======== Dataset extract
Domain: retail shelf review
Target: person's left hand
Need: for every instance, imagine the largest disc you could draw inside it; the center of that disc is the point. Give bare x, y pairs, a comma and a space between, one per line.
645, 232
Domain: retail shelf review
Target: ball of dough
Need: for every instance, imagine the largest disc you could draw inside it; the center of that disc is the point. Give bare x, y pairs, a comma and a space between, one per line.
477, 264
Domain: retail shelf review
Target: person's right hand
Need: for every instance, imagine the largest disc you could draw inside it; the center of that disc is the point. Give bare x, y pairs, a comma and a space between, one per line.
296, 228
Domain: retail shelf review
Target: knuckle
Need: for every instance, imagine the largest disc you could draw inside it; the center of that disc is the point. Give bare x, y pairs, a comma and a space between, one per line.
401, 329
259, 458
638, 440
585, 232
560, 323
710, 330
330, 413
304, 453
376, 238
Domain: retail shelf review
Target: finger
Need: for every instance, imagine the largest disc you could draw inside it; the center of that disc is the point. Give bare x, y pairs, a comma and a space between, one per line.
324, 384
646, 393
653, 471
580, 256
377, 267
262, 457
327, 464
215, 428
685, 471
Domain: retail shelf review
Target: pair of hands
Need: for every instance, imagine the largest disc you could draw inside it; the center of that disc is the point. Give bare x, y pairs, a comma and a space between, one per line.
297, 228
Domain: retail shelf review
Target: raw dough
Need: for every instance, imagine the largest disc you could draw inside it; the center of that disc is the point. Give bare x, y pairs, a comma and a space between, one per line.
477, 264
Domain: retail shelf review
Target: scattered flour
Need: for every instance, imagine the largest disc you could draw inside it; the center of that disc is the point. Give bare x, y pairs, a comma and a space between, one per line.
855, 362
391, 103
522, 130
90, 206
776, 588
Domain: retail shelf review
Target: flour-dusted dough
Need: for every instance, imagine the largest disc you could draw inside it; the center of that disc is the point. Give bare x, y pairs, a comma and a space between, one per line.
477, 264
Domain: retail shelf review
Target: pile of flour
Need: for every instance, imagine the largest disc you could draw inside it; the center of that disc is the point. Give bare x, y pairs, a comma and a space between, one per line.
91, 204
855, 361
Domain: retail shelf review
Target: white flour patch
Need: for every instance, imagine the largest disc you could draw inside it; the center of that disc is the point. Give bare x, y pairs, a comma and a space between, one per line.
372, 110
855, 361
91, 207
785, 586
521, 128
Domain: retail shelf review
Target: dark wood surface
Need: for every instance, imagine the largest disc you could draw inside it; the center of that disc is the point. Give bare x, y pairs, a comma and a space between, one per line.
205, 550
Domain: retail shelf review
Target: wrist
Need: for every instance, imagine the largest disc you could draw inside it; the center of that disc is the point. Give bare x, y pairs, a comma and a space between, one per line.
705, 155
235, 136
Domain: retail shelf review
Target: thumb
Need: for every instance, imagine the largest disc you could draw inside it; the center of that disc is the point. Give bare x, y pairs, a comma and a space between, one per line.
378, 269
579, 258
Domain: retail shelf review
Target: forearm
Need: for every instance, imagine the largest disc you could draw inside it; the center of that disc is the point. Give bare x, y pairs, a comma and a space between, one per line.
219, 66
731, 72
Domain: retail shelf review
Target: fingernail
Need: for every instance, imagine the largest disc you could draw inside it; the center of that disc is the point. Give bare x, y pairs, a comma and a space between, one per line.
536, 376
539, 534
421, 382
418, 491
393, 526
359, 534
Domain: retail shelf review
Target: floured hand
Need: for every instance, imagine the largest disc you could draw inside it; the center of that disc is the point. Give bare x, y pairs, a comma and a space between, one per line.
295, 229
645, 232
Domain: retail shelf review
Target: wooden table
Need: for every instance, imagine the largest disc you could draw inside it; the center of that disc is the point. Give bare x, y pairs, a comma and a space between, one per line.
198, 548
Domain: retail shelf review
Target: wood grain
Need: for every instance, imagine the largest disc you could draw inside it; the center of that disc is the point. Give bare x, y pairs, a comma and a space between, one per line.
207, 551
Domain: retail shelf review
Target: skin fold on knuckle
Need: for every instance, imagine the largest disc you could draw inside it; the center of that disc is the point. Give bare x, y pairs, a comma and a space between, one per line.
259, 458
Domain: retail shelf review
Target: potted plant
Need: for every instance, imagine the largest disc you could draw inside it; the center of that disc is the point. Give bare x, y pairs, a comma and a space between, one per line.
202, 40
================
Each line that includes "person" counts once; state how many such lines the listing has, with no other words.

Result of the exercise – 2